Rename "yellow koi fish" to "golden carp" everywhere it occurs in the listing below, and reproduce the rest of the listing unchanged.
━━━ Source records
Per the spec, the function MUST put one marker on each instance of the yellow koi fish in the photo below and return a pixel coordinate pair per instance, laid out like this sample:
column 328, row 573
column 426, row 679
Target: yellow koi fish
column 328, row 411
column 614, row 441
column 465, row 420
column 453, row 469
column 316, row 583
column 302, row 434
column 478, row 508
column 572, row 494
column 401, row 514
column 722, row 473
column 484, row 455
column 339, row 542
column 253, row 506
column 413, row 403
━━━━━━
• [Reply]:
Per the spec, the function MUST put one marker on each instance of the golden carp in the photo below and return a pixel coordinate pair per instance, laid out like this sample:
column 328, row 573
column 426, row 679
Target: golden carp
column 328, row 411
column 614, row 441
column 465, row 420
column 453, row 469
column 316, row 583
column 302, row 434
column 478, row 508
column 572, row 494
column 401, row 514
column 722, row 473
column 484, row 455
column 339, row 542
column 253, row 506
column 413, row 403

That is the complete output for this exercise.